Exercise: List every line in the material below that contains the word "seated", copying each line in full. Only matches with the same capitalization count.

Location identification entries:
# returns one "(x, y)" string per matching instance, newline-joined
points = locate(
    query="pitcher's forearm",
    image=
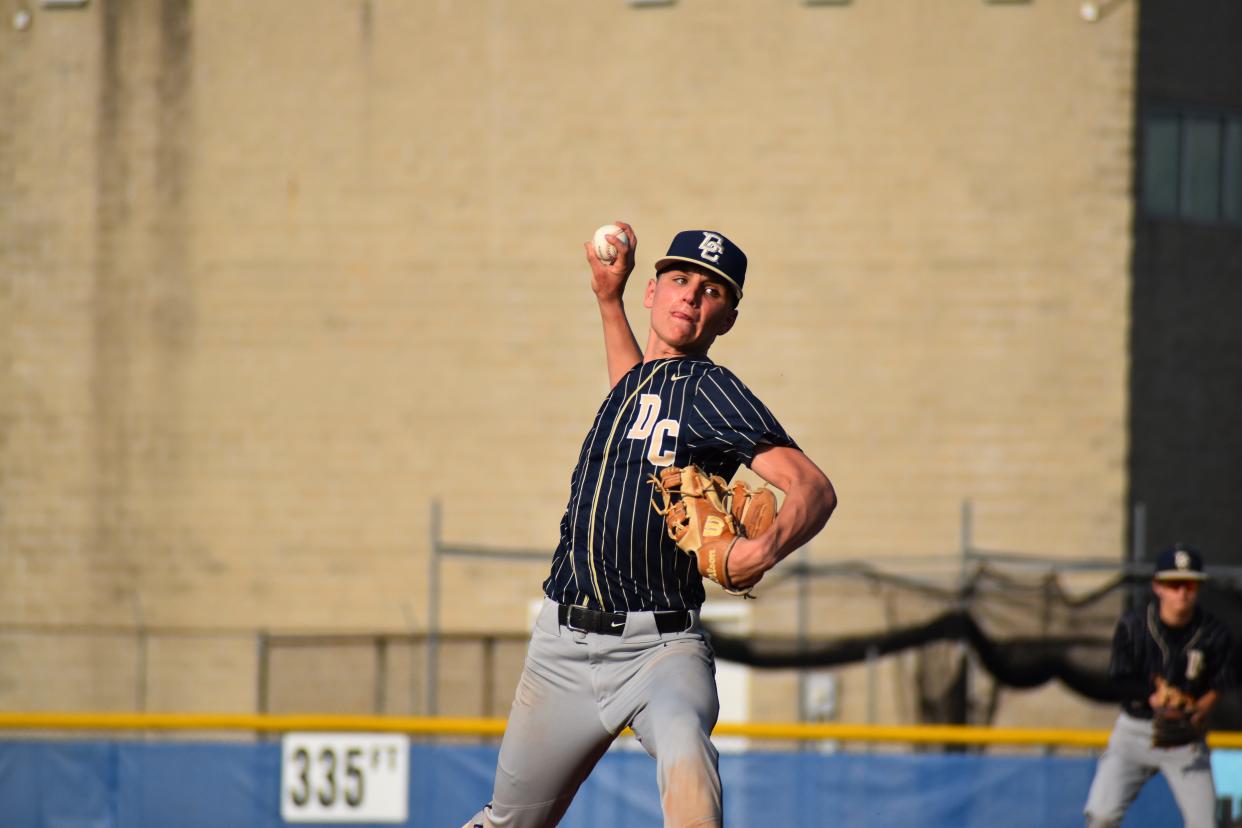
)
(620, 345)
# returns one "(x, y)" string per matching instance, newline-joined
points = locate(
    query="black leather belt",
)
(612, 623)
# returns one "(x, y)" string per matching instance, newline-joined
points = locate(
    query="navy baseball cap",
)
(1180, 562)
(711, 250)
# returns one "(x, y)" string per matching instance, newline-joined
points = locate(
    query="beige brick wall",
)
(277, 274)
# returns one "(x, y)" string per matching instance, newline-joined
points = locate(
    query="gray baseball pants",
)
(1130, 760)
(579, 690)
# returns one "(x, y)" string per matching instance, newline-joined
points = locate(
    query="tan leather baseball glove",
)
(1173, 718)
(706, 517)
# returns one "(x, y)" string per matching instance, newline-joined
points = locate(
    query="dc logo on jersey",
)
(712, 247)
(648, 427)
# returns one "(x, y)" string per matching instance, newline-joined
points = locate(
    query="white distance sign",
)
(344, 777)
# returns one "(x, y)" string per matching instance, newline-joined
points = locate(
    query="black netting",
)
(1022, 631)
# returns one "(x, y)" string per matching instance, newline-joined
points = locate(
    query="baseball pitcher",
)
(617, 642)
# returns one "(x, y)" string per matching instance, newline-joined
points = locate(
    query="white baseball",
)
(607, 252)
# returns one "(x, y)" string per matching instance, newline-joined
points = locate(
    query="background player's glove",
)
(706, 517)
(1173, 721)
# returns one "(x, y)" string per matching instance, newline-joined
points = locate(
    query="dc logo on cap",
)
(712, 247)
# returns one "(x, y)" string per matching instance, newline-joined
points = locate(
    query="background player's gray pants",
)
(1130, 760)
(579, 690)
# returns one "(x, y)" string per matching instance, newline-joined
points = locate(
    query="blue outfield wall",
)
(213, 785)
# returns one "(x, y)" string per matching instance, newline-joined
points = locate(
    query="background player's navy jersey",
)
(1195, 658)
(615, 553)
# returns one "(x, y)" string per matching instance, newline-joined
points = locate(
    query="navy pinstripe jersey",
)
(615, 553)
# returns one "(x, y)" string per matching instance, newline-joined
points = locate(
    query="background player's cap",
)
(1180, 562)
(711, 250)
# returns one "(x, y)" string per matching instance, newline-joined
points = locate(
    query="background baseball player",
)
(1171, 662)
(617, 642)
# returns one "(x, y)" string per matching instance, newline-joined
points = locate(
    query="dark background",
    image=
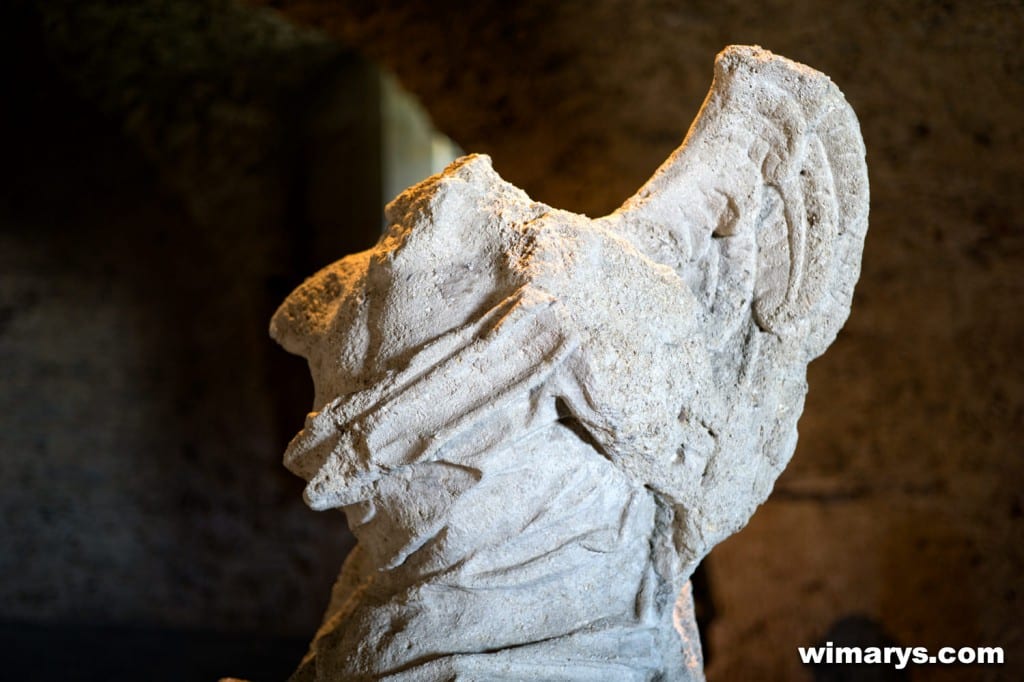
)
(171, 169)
...
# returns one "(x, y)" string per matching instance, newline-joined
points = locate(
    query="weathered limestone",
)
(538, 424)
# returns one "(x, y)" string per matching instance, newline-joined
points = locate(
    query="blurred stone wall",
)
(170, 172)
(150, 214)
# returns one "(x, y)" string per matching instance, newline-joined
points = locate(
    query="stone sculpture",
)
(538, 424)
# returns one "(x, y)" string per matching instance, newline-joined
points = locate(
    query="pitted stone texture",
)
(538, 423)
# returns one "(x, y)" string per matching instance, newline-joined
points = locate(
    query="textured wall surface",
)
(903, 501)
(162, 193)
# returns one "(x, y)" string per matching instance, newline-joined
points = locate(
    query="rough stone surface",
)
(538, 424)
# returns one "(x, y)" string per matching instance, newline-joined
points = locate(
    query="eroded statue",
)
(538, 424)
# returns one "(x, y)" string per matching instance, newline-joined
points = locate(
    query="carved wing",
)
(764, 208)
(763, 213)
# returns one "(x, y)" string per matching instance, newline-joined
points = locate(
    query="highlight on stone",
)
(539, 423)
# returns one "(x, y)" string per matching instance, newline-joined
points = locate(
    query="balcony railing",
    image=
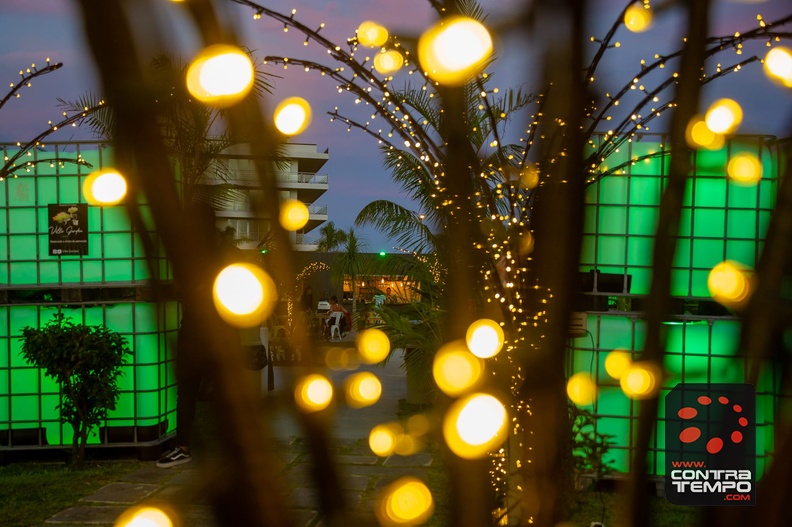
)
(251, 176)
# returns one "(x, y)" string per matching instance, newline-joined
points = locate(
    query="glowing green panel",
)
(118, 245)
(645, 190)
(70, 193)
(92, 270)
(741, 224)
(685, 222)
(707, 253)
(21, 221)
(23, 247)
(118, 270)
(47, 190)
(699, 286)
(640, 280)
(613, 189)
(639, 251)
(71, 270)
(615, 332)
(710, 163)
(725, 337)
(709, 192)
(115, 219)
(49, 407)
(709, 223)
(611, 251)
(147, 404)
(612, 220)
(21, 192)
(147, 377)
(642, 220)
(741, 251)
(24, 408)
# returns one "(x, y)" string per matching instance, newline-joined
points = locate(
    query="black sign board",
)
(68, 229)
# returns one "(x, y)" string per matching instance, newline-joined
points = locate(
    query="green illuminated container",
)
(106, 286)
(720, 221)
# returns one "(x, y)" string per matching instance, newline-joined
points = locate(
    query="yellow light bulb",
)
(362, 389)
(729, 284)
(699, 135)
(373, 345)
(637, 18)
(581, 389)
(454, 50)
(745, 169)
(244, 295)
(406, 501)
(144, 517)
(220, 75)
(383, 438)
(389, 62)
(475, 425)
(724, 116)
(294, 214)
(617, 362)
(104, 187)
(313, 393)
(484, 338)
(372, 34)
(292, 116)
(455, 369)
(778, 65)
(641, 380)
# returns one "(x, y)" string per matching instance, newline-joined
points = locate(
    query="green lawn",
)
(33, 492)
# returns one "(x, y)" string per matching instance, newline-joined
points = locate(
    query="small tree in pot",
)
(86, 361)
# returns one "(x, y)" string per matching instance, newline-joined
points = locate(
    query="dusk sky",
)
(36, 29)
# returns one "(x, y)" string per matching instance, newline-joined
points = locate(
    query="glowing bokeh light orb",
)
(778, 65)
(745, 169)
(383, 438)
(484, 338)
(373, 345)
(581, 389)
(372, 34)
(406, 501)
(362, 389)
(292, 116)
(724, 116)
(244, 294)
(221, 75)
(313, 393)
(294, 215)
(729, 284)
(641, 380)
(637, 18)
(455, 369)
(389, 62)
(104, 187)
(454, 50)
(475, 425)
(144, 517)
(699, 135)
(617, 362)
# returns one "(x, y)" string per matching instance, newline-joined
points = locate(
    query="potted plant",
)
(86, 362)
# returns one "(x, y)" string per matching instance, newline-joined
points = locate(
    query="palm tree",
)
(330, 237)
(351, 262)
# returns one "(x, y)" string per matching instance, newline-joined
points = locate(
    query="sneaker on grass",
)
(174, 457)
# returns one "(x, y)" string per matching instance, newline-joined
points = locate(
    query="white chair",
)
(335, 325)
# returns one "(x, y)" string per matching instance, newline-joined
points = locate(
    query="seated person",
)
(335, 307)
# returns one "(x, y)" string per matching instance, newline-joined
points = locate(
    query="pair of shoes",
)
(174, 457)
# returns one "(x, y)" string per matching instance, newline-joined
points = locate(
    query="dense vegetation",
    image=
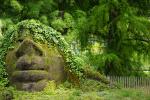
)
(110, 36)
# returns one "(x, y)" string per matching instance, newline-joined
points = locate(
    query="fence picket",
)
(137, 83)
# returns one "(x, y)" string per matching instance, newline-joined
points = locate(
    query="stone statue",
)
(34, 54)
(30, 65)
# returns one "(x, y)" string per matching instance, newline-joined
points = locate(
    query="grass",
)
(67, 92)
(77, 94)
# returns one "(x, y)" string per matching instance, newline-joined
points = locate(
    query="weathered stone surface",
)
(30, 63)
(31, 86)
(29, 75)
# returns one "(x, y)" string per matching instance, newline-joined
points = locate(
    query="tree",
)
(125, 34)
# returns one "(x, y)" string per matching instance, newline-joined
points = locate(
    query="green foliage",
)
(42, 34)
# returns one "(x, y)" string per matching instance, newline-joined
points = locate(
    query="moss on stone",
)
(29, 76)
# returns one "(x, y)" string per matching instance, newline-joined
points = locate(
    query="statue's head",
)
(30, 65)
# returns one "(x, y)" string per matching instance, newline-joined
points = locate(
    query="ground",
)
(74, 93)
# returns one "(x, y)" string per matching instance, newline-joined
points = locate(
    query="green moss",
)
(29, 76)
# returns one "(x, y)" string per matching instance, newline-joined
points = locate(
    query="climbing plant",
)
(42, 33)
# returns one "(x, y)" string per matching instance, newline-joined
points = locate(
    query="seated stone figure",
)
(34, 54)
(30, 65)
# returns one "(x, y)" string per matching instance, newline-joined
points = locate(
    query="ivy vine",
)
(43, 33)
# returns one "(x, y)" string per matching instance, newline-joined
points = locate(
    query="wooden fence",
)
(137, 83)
* * *
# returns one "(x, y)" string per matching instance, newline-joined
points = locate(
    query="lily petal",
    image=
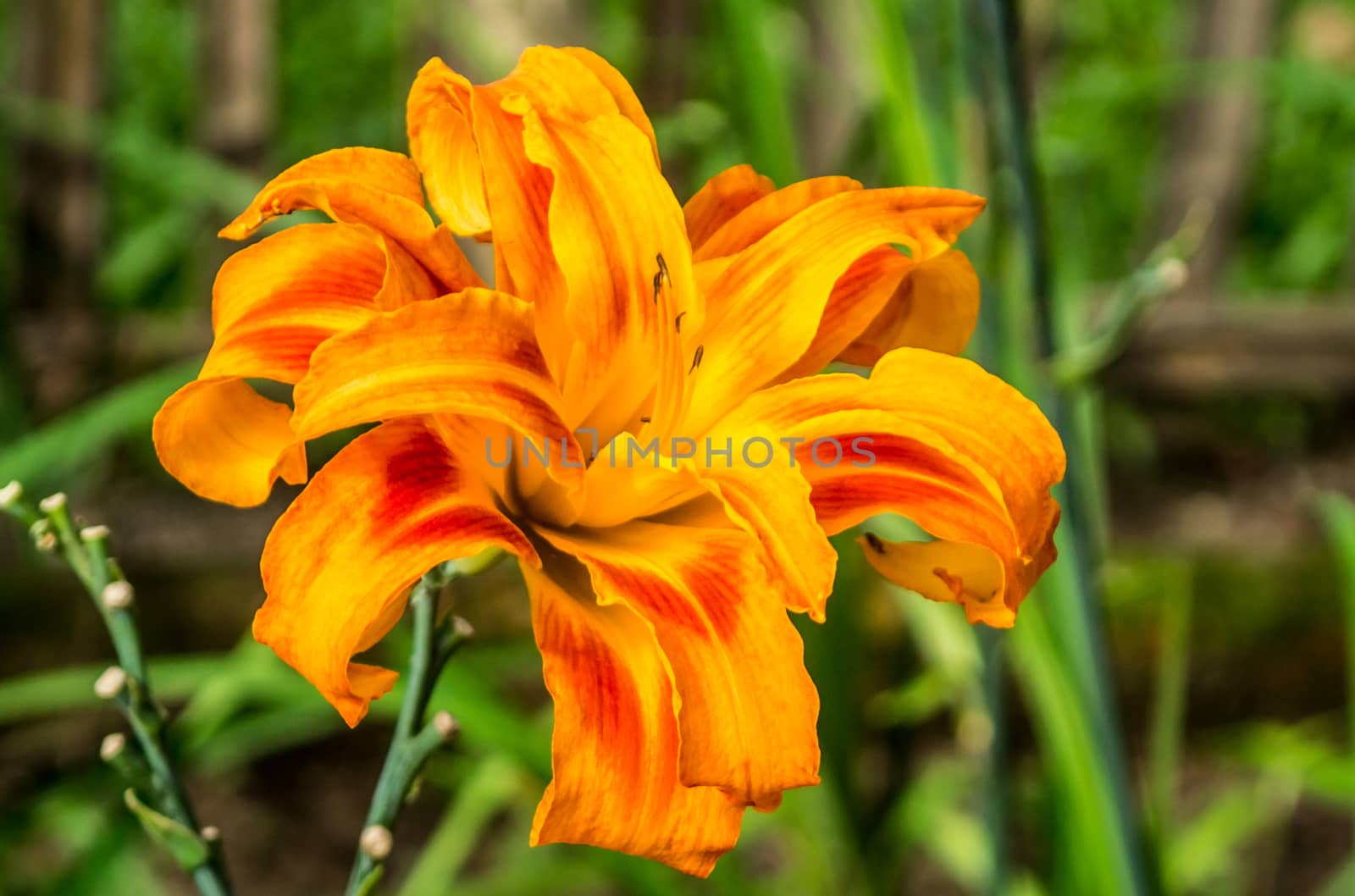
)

Output:
    query="seated person",
    query="seated stone figure",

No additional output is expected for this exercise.